▶ [TEXT PROVIDED]
--- start ---

Exchange-traded Funds

Considering the performance and historical returns of the Indian financial market, investors have realized that the highest possible returns can be achieved by investing in various lucrative instruments. As it has provided consistent profits and liquidity, more investors are entering the financial market through various instruments such as equity, derivatives, currency, bonds, etc.

Professional investors are knowledgeable about analyzing companies, stocks, and the market trend through fundamental and technical analysis. A new investor entering the market without prior knowledge can end up investing in a bad stock, forcing losses on the capital invested.

What if you want to invest to earn passive income and not spend valuable time understanding every single factor related to the financial market? Can you still invest? Or are you always at the risk of making losses?

The answer is Yes. However, the choice of investment is vital. One such financial instrument is Exchange Traded Funds (ETFs). This blog will help you understand what are exchange-traded funds and the exchange-traded funds definition to help you enter the financial market effectively or diversify your current portfolio.

What are exchange-traded funds?

Exchange-traded funds are types of Mutual Funds that aim to track the performance of a specific index such as NIFTY 50, NIFTY Next 50, NIFTY Bank, etc. An index is a basket of stocks representing certain segments of markets.

--- end ---

Reproduce the passage of the text on exchange-traded funds starting with "What if you" and going on through "of making losses?".

▶ [DATA SECTION]

--- start ---

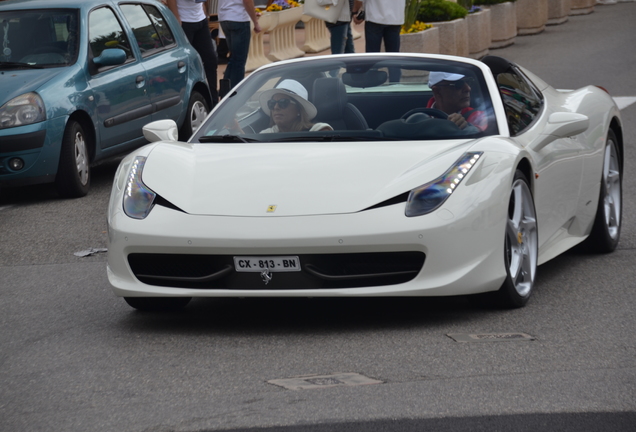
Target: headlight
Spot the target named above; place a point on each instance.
(138, 199)
(430, 196)
(25, 109)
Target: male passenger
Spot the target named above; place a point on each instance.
(451, 94)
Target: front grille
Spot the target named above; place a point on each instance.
(318, 271)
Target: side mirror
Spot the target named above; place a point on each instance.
(111, 57)
(161, 130)
(561, 125)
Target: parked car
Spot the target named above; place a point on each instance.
(80, 78)
(401, 198)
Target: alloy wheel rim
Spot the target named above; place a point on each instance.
(521, 239)
(81, 159)
(612, 185)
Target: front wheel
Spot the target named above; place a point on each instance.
(520, 246)
(197, 112)
(607, 224)
(73, 176)
(158, 304)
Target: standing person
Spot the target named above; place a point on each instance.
(384, 19)
(341, 37)
(193, 16)
(234, 16)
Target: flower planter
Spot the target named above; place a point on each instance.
(558, 11)
(256, 55)
(503, 24)
(317, 36)
(532, 16)
(282, 39)
(480, 35)
(426, 41)
(582, 7)
(453, 37)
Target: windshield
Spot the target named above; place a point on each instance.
(38, 38)
(358, 97)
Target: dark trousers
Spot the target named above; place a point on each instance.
(199, 36)
(374, 34)
(237, 35)
(341, 39)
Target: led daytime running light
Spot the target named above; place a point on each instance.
(432, 195)
(138, 199)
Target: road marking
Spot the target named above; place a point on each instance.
(624, 101)
(490, 337)
(324, 381)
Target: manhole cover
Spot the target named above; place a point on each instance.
(324, 381)
(490, 337)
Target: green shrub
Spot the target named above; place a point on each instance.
(440, 10)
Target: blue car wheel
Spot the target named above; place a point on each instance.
(73, 174)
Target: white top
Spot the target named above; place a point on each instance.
(232, 10)
(191, 11)
(314, 128)
(387, 12)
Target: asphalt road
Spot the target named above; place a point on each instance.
(75, 358)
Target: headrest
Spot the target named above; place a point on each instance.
(330, 98)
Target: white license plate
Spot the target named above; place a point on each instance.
(273, 264)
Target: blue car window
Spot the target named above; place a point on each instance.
(43, 38)
(105, 31)
(149, 27)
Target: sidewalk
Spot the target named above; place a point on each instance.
(300, 41)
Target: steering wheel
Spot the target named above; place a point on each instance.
(431, 112)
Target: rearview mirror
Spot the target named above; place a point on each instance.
(161, 130)
(111, 57)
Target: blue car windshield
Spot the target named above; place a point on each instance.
(356, 98)
(38, 38)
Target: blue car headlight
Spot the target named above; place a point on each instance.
(430, 196)
(22, 110)
(138, 198)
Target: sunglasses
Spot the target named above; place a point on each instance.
(282, 103)
(457, 85)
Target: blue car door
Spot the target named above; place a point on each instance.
(122, 102)
(165, 62)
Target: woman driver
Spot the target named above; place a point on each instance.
(289, 110)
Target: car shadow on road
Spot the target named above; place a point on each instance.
(271, 316)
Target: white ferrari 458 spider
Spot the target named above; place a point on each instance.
(369, 175)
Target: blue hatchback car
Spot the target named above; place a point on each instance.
(80, 78)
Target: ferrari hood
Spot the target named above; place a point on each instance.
(293, 179)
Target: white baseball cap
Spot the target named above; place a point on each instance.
(293, 89)
(437, 77)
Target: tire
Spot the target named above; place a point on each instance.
(520, 246)
(73, 176)
(158, 304)
(606, 230)
(198, 110)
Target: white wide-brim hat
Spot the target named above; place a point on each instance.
(294, 90)
(437, 77)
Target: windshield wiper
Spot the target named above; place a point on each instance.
(19, 65)
(330, 138)
(225, 138)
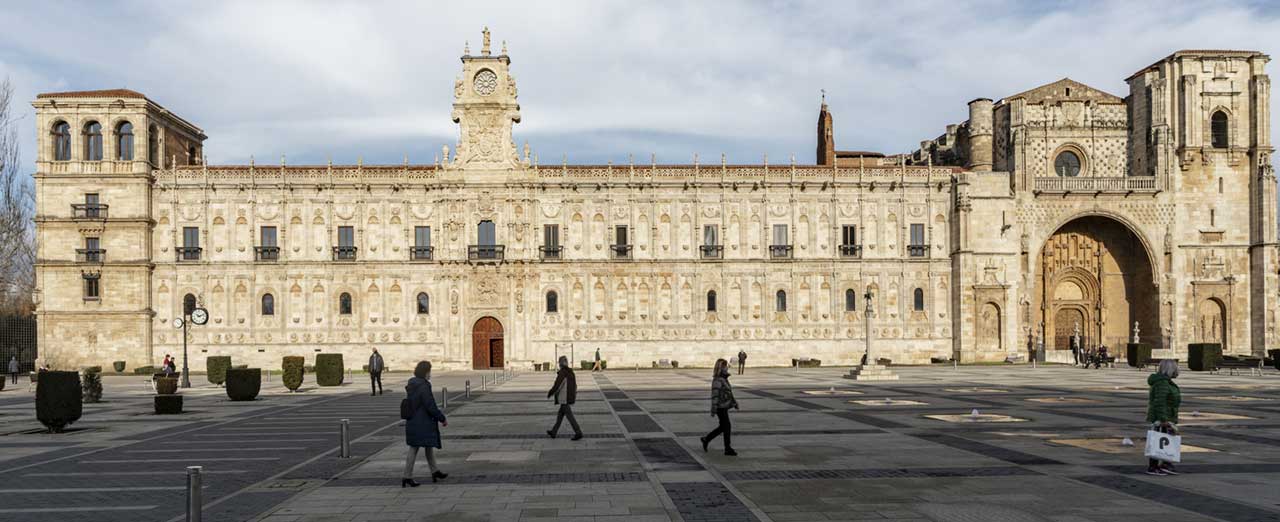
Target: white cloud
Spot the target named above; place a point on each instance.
(598, 79)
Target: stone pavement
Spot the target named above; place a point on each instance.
(1045, 445)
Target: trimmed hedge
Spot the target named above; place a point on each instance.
(58, 399)
(216, 367)
(168, 404)
(243, 384)
(1203, 356)
(91, 387)
(167, 385)
(1138, 355)
(329, 369)
(292, 371)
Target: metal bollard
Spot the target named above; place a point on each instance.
(344, 435)
(195, 504)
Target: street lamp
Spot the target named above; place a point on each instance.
(199, 316)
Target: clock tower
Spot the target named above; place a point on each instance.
(485, 108)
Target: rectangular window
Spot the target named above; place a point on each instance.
(268, 237)
(917, 248)
(421, 237)
(780, 234)
(91, 289)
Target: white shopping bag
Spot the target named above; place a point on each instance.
(1164, 447)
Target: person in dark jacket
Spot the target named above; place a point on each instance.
(420, 429)
(375, 372)
(565, 390)
(1162, 403)
(722, 399)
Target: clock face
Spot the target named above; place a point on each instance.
(485, 82)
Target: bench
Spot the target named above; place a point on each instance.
(1232, 363)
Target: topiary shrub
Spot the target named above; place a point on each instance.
(167, 385)
(168, 404)
(329, 369)
(292, 372)
(216, 367)
(58, 399)
(91, 387)
(1203, 356)
(243, 384)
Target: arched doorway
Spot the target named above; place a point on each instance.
(1095, 273)
(487, 344)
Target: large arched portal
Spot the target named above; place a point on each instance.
(487, 344)
(1095, 280)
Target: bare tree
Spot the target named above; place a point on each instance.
(17, 210)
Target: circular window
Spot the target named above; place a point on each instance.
(485, 82)
(1066, 164)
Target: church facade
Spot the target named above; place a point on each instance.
(1060, 211)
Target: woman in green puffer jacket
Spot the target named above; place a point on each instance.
(1162, 403)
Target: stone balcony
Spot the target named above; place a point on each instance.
(1086, 184)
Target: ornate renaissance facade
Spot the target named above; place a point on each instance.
(1052, 213)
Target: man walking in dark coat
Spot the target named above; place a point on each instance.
(375, 372)
(566, 393)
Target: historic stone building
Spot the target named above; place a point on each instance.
(1054, 211)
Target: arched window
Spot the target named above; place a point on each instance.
(1217, 126)
(62, 142)
(124, 141)
(1066, 164)
(154, 145)
(92, 142)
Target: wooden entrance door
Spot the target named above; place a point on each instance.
(487, 344)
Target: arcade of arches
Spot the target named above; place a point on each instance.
(1095, 280)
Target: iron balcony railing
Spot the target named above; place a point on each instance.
(88, 211)
(485, 252)
(421, 253)
(90, 255)
(343, 253)
(266, 253)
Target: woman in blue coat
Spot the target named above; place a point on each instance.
(420, 429)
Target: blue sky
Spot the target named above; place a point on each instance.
(597, 79)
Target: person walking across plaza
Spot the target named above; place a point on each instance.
(421, 427)
(565, 390)
(1162, 403)
(722, 399)
(375, 372)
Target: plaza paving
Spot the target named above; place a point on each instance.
(1045, 445)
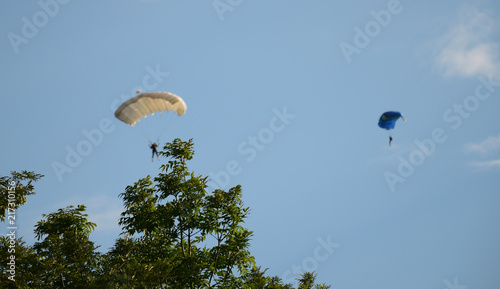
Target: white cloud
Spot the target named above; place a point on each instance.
(486, 146)
(467, 48)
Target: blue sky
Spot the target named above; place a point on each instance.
(283, 98)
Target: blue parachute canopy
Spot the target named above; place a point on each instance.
(388, 119)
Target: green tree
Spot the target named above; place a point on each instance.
(67, 258)
(189, 238)
(19, 267)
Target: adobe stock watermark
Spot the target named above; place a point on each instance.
(251, 147)
(454, 117)
(322, 252)
(223, 6)
(31, 26)
(363, 36)
(95, 136)
(12, 228)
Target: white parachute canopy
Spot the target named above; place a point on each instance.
(132, 110)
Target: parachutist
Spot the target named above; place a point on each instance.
(153, 147)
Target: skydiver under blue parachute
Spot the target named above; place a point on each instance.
(388, 121)
(148, 103)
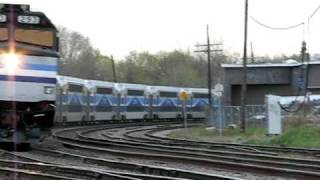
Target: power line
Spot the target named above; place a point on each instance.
(276, 28)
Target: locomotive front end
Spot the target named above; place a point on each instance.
(28, 69)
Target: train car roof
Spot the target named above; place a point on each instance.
(134, 86)
(61, 80)
(98, 83)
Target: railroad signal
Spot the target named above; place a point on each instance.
(183, 96)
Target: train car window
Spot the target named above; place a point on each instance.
(135, 109)
(75, 88)
(168, 94)
(197, 95)
(36, 37)
(104, 90)
(3, 34)
(135, 93)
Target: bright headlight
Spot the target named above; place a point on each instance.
(29, 19)
(11, 62)
(3, 18)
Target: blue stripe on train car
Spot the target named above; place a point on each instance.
(103, 100)
(40, 67)
(135, 101)
(167, 102)
(28, 79)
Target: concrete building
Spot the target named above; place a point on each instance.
(262, 79)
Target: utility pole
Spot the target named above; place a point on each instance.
(208, 48)
(252, 54)
(113, 69)
(244, 80)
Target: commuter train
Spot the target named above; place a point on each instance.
(31, 91)
(28, 69)
(90, 101)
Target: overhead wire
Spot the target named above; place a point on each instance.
(276, 28)
(289, 107)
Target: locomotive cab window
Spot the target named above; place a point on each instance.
(35, 37)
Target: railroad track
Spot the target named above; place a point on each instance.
(258, 162)
(58, 171)
(246, 147)
(23, 170)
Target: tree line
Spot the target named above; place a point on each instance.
(172, 68)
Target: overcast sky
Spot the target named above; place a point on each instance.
(120, 26)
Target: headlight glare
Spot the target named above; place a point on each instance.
(3, 18)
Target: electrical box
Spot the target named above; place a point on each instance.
(273, 115)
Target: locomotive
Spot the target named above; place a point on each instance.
(28, 67)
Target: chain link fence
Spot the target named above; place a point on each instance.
(230, 115)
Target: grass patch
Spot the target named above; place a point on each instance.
(293, 136)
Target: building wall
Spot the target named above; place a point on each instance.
(283, 80)
(256, 93)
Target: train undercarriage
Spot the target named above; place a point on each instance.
(23, 122)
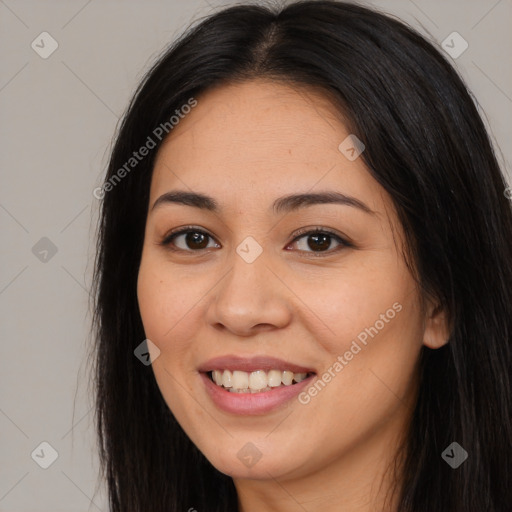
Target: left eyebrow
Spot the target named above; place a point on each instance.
(296, 201)
(281, 205)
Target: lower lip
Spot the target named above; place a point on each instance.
(252, 403)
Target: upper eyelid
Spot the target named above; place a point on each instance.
(341, 239)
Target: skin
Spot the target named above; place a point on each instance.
(246, 145)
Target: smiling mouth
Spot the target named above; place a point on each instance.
(259, 381)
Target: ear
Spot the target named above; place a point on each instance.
(436, 332)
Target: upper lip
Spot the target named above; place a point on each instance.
(251, 364)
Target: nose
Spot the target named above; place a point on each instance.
(250, 298)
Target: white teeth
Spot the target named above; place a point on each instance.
(299, 377)
(227, 379)
(287, 378)
(217, 377)
(274, 378)
(257, 381)
(240, 380)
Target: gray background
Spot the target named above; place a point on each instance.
(58, 116)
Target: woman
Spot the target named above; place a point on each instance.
(304, 229)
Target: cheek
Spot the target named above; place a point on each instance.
(166, 300)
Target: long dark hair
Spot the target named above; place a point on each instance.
(427, 147)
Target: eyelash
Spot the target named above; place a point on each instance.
(166, 242)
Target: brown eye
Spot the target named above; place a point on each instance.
(319, 240)
(188, 240)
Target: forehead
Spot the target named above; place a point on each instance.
(258, 140)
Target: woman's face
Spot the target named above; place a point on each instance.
(249, 294)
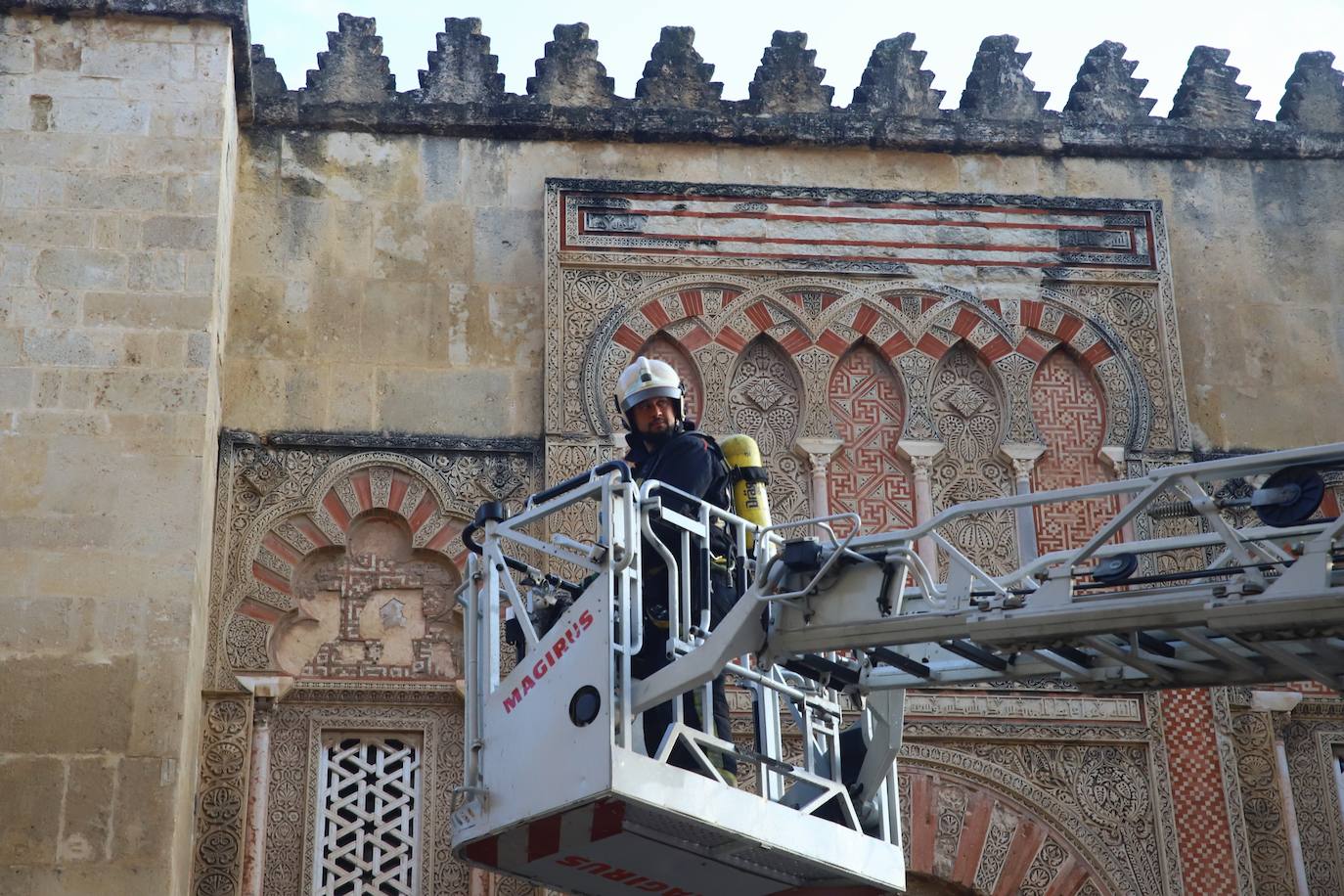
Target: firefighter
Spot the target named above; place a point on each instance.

--- end ---

▶ [REPLY TO THE EXERCISE]
What if you want to invest to earn passive income and not spend valuable time understanding every single factor related to the financial market? Can you still invest? Or are you always at the risk of making losses?